╭──

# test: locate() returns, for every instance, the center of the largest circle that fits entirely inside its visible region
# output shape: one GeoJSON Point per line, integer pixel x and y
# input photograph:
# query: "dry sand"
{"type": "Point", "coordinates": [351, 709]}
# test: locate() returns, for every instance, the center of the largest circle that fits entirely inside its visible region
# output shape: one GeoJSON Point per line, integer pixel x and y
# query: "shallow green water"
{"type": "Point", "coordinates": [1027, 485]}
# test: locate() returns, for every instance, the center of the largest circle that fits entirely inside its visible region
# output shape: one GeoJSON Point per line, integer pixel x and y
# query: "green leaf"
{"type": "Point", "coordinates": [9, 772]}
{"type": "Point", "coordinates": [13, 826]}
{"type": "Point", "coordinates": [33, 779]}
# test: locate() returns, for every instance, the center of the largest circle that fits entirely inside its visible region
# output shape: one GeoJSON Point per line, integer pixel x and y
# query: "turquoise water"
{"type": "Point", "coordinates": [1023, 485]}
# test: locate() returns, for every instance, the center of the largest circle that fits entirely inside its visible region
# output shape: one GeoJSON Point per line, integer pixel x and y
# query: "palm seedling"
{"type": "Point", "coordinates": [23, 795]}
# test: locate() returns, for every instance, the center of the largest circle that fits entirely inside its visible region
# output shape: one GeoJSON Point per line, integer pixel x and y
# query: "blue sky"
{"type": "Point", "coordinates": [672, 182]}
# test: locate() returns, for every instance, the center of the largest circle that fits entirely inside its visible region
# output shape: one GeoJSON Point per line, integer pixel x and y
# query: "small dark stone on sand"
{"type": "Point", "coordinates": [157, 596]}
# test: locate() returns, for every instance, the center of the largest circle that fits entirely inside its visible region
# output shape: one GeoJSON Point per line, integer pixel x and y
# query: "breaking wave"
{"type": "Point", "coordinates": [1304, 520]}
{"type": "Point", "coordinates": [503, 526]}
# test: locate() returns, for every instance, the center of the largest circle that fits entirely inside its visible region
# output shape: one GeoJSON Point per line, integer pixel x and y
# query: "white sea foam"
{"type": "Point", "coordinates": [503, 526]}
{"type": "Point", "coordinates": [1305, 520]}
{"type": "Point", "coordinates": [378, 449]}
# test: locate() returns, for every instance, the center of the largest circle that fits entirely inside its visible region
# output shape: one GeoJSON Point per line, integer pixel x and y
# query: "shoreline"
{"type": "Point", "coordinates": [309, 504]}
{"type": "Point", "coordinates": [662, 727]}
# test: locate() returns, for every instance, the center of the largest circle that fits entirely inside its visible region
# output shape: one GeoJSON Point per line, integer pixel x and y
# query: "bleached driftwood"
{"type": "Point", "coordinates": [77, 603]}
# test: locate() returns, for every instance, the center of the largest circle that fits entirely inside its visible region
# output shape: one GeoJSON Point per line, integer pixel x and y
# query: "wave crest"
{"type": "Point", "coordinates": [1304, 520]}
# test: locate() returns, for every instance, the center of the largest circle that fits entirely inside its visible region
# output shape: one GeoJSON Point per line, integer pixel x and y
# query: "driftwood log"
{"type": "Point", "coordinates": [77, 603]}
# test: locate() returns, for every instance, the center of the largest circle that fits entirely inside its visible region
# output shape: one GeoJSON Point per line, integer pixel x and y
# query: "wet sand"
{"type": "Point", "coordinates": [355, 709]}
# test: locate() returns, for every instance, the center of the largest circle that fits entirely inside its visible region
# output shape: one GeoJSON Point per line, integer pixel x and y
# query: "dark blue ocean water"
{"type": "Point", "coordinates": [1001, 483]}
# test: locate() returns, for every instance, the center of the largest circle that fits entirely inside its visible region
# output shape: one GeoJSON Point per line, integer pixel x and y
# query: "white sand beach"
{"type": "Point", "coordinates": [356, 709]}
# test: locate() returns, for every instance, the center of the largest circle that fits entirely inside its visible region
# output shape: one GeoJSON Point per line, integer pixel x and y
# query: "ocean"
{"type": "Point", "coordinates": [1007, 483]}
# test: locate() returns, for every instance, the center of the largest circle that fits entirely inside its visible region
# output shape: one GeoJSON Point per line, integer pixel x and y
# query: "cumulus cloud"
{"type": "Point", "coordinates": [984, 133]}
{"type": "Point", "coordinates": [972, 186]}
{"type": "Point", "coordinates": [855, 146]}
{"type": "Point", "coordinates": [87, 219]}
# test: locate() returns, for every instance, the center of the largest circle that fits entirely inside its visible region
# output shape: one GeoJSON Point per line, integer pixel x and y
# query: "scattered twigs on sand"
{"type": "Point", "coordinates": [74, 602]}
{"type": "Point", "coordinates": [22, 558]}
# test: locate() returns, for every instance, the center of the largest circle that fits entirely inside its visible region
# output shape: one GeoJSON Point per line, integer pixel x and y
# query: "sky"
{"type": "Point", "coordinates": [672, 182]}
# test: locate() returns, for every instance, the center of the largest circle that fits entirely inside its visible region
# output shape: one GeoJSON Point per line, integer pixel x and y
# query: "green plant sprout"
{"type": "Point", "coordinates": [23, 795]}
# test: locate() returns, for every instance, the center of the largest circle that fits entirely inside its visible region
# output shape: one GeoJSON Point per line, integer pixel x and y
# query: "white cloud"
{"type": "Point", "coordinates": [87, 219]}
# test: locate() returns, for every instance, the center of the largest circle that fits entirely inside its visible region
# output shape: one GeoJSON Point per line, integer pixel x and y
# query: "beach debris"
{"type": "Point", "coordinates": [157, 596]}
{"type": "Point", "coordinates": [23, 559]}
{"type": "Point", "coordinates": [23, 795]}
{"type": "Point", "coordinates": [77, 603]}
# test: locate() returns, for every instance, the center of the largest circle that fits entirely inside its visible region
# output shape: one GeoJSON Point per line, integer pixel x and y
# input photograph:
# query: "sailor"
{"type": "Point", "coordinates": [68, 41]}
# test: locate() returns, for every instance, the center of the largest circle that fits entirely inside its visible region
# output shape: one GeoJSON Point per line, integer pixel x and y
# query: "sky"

╰──

- **WORK REQUIRED**
Which lines in the rows above contain the word "driftwood"? Copy out each of them.

- **PROBLEM SOLUTION**
# query: "bleached driftwood"
# query: "driftwood log"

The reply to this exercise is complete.